- TRY IT -
Each record below is to be restated word for word.

Saved data entries:
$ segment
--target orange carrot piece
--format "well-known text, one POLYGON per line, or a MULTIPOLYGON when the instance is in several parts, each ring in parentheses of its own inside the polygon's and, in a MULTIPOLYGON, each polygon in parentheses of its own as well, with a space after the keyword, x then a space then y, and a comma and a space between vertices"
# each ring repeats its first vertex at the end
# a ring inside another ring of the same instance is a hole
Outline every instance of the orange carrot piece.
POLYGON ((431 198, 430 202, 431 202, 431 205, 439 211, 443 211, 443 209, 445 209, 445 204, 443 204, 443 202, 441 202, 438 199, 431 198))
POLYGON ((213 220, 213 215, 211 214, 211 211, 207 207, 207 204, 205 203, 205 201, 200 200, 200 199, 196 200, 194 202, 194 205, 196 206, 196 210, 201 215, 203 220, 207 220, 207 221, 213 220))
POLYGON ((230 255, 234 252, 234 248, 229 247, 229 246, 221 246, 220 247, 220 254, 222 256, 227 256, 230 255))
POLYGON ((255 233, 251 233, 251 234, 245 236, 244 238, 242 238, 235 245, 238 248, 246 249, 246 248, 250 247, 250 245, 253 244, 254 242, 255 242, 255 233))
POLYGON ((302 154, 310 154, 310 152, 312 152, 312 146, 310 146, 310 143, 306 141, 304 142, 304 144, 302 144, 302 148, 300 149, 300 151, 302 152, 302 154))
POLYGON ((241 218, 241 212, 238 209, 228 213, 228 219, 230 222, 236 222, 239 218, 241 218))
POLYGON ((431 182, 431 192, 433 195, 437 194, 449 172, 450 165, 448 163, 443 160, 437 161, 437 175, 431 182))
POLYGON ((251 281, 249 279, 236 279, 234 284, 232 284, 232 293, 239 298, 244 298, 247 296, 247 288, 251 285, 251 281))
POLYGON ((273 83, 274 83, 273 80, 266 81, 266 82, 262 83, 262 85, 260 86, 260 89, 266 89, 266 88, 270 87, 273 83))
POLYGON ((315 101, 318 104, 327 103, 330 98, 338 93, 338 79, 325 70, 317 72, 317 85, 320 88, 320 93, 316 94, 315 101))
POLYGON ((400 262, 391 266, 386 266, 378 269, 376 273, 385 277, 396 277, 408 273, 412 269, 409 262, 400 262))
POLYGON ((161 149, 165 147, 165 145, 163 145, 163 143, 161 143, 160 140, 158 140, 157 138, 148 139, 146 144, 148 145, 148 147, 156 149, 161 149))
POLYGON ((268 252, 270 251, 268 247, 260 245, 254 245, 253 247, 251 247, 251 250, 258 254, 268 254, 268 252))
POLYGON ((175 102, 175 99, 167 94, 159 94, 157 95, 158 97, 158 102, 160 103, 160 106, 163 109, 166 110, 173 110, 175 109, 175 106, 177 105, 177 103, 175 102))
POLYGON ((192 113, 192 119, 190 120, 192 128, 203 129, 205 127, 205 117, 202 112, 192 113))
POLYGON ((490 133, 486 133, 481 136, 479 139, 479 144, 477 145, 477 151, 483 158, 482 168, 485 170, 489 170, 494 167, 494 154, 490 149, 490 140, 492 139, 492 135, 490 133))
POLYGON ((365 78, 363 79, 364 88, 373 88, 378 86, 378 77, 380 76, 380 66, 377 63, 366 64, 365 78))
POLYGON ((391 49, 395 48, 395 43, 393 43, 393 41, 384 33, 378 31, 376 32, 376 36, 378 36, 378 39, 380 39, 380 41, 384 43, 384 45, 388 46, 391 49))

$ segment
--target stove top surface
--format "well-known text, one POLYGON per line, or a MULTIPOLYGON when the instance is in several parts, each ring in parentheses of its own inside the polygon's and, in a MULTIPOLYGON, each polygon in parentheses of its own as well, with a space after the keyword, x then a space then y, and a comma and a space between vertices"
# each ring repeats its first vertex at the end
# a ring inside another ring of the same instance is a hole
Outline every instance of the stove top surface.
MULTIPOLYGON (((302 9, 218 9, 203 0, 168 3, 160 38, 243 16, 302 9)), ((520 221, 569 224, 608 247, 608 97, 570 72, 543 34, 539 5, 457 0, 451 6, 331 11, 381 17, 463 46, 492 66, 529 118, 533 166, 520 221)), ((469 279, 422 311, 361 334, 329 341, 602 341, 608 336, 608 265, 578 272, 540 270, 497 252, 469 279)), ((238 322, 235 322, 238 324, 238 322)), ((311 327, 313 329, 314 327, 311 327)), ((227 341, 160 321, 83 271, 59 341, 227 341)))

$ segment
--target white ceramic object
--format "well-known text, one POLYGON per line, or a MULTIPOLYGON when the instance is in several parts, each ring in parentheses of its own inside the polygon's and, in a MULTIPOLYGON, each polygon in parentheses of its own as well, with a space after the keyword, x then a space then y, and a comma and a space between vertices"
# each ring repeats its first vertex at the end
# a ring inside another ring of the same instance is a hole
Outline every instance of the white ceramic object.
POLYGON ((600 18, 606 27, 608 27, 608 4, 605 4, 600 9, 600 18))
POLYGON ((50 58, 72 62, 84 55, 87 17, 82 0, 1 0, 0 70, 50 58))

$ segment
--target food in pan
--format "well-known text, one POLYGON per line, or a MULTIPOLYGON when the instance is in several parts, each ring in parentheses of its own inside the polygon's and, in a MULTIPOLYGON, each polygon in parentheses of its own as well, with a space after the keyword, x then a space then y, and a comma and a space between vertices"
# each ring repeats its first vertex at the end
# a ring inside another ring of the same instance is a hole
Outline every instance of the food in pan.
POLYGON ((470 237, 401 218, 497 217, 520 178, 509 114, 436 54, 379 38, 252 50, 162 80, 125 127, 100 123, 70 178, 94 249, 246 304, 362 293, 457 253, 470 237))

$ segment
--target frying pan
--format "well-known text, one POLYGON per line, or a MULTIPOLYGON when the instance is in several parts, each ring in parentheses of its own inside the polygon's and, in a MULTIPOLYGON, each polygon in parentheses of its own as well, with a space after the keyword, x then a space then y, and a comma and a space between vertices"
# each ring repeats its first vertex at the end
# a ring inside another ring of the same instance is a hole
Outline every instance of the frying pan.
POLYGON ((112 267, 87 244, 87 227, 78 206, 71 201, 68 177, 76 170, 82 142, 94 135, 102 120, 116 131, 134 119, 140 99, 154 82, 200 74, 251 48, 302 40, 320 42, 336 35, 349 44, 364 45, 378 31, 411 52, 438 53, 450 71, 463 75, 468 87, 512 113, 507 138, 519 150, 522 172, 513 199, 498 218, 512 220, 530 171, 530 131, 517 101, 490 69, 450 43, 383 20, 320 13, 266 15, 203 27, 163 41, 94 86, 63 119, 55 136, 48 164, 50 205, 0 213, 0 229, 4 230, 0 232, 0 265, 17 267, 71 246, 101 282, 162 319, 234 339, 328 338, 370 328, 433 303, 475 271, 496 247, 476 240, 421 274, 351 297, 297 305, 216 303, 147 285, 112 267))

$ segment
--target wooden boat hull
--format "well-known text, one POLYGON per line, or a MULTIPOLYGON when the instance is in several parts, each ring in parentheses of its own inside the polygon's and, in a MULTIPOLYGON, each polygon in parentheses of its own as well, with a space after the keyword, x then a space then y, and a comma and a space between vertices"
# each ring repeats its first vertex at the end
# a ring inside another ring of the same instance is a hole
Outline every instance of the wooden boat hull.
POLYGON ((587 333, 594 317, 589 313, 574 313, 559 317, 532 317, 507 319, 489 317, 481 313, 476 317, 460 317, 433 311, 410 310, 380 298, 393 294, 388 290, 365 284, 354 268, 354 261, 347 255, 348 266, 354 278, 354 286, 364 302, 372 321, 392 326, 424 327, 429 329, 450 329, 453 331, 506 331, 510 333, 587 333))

- OUTPUT OF THE TASK -
$ segment
--target orange carrot piece
--format "well-known text, one POLYGON per line, or a MULTIPOLYGON when the instance is in several parts, each ring in parentheses of its own inside the polygon's and, in a MULTIPOLYGON, each polygon in parentheses of its own as well, with a space after the keyword, x then a space then y, and a comma and a space between vertices"
# each ring repeats its first vertex at the end
# a ring inside another ring of the same instance is a hole
Outline every instance of the orange carrot piece.
POLYGON ((431 198, 430 202, 431 202, 431 205, 439 211, 443 211, 443 209, 445 209, 445 204, 443 204, 443 202, 441 202, 438 199, 431 198))
POLYGON ((213 220, 213 215, 211 214, 211 211, 207 207, 207 204, 205 203, 205 201, 200 200, 200 199, 196 200, 194 202, 194 205, 196 206, 196 210, 201 215, 203 220, 207 220, 207 221, 213 220))
POLYGON ((230 255, 234 252, 234 248, 229 247, 229 246, 221 246, 220 247, 220 254, 222 256, 227 256, 230 255))
POLYGON ((255 233, 251 233, 251 234, 245 236, 244 238, 242 238, 235 245, 238 248, 246 249, 246 248, 250 247, 250 245, 253 244, 254 242, 255 242, 255 233))
POLYGON ((302 154, 310 154, 310 152, 312 152, 312 146, 310 146, 310 143, 306 141, 304 142, 304 144, 302 144, 302 148, 300 149, 300 151, 302 152, 302 154))
POLYGON ((241 218, 241 212, 238 209, 228 213, 228 219, 230 222, 236 222, 239 218, 241 218))
POLYGON ((431 182, 431 192, 433 195, 437 194, 449 172, 450 165, 448 163, 443 160, 437 161, 437 175, 431 182))
POLYGON ((251 281, 249 279, 236 279, 234 284, 232 284, 232 293, 239 298, 244 298, 247 296, 247 288, 251 285, 251 281))
POLYGON ((273 83, 274 83, 273 80, 266 81, 266 82, 262 83, 262 85, 260 86, 260 89, 266 89, 266 88, 270 87, 273 83))
POLYGON ((315 101, 318 104, 327 103, 330 98, 338 93, 338 79, 325 70, 317 72, 317 85, 320 88, 320 93, 316 94, 315 101))
POLYGON ((400 262, 391 266, 386 266, 378 269, 376 273, 385 277, 396 277, 408 273, 412 269, 409 262, 400 262))
POLYGON ((161 149, 165 147, 165 145, 163 145, 163 143, 161 143, 160 140, 158 140, 157 138, 148 139, 146 144, 148 145, 148 147, 156 149, 161 149))
POLYGON ((268 252, 270 251, 268 247, 260 245, 254 245, 253 247, 251 247, 251 250, 258 254, 268 254, 268 252))
POLYGON ((175 102, 175 99, 167 94, 159 94, 157 95, 158 97, 158 102, 160 103, 160 106, 163 109, 166 110, 173 110, 175 109, 175 106, 177 105, 177 103, 175 102))
POLYGON ((192 113, 192 119, 190 120, 192 128, 203 129, 205 127, 205 117, 202 112, 192 113))
POLYGON ((490 133, 486 133, 481 136, 479 139, 479 144, 477 145, 477 151, 483 158, 482 168, 485 170, 489 170, 494 167, 494 154, 490 149, 490 140, 492 139, 492 135, 490 133))
POLYGON ((365 78, 363 79, 364 88, 373 88, 378 86, 378 77, 380 76, 380 66, 377 63, 366 64, 365 78))
POLYGON ((391 49, 395 48, 395 43, 393 43, 393 41, 384 33, 378 31, 376 32, 376 36, 378 36, 378 39, 380 39, 380 41, 384 43, 384 45, 388 46, 391 49))

$ segment
--target stove top surface
--format "well-known text, one POLYGON per line, or a MULTIPOLYGON when the instance is in several parts, each ring in parentheses of its own inside the polygon's and, in a MULTIPOLYGON, each polygon in parentheses of its own as well, with a space after the keyword, x then a space then y, and a comma and a space between vertices"
# each ring repeats its first vertex at the end
# a ring inside another ring of the same instance is a hole
Outline every instance of the stove top surface.
MULTIPOLYGON (((302 9, 218 9, 203 0, 168 3, 160 38, 243 16, 302 9)), ((520 221, 569 224, 608 247, 608 97, 570 72, 543 34, 539 5, 457 0, 451 6, 331 11, 381 17, 463 46, 492 66, 529 118, 533 166, 520 221)), ((469 279, 422 311, 361 334, 329 341, 602 341, 608 336, 608 265, 578 272, 540 270, 497 252, 469 279)), ((238 322, 235 322, 238 324, 238 322)), ((311 327, 313 329, 314 327, 311 327)), ((227 341, 160 321, 83 271, 59 341, 227 341)))

$ segment
--target white ceramic object
--format "well-known text, one POLYGON per line, or a MULTIPOLYGON when the instance is in several parts, each ring in parentheses of its own inside the polygon's and, in a MULTIPOLYGON, each polygon in parentheses of its own as well, with a space after the keyword, x then a space then y, and a comma and a space between vertices"
# each ring repeats its first vertex at the end
# a ring inside another ring of the same instance is a hole
Outline every instance of the white ceramic object.
POLYGON ((600 18, 606 27, 608 27, 608 4, 605 4, 600 9, 600 18))
POLYGON ((50 58, 72 62, 84 55, 87 17, 82 0, 1 0, 0 70, 50 58))

$ segment
--target food in pan
--format "well-known text, one POLYGON per line, or a MULTIPOLYGON when the instance is in several parts, each ring in parentheses of its own inside the polygon's and, in a MULTIPOLYGON, each polygon in parentheses of its own as well, with a space after the keyword, x then a space then y, and a comma and a space between vertices"
# each ring repeats its first vertex at the end
# a ring inside another ring of the same instance is a hole
Outline every instance of the food in pan.
POLYGON ((470 237, 401 218, 497 217, 520 178, 509 114, 436 54, 379 38, 252 50, 162 80, 125 127, 100 123, 70 178, 94 249, 246 304, 362 293, 457 253, 470 237))

$ segment
--target frying pan
--format "well-known text, one POLYGON per line, or a MULTIPOLYGON when the instance is in several parts, each ring in parentheses of its own inside the polygon's and, in a MULTIPOLYGON, each polygon in parentheses of its own as well, with a space after the keyword, x then a space then y, and a comma and a space between vertices"
# each ring repeats its first vertex at the end
# a ring inside another ring of the same instance is a hole
Outline every instance of the frying pan.
POLYGON ((112 267, 87 244, 87 227, 78 206, 71 201, 68 177, 76 170, 82 142, 94 135, 102 120, 116 131, 134 119, 140 99, 154 82, 200 74, 251 48, 302 40, 320 42, 336 35, 349 44, 364 45, 378 31, 411 52, 438 53, 450 71, 463 75, 468 87, 512 113, 507 138, 519 150, 522 172, 513 199, 498 218, 512 220, 530 171, 530 131, 517 101, 490 69, 450 43, 383 20, 320 13, 266 15, 203 27, 163 41, 94 86, 63 119, 55 136, 48 164, 50 205, 0 213, 0 229, 4 230, 0 232, 0 265, 17 267, 71 246, 101 282, 162 319, 234 339, 328 338, 370 328, 433 303, 475 271, 496 247, 476 240, 421 274, 351 297, 297 305, 216 303, 147 285, 112 267))

$ segment
--target wooden boat hull
--format "well-known text, one POLYGON per line, or a MULTIPOLYGON when the instance is in several parts, each ring in parentheses of its own inside the polygon's and, in a MULTIPOLYGON, each polygon in parentheses of its own as well, with a space after the keyword, x then a space then y, and a comma and a space between vertices"
# each ring repeats its first vertex at the end
# a ring inside another ring of the same instance is a hole
Outline every instance of the wooden boat hull.
POLYGON ((587 333, 594 317, 589 313, 574 313, 559 317, 532 317, 507 319, 489 317, 481 313, 476 317, 460 317, 433 311, 410 310, 380 298, 393 294, 388 290, 365 284, 354 268, 354 261, 347 255, 348 266, 354 278, 354 286, 364 302, 372 321, 392 326, 424 327, 429 329, 450 329, 453 331, 506 331, 510 333, 587 333))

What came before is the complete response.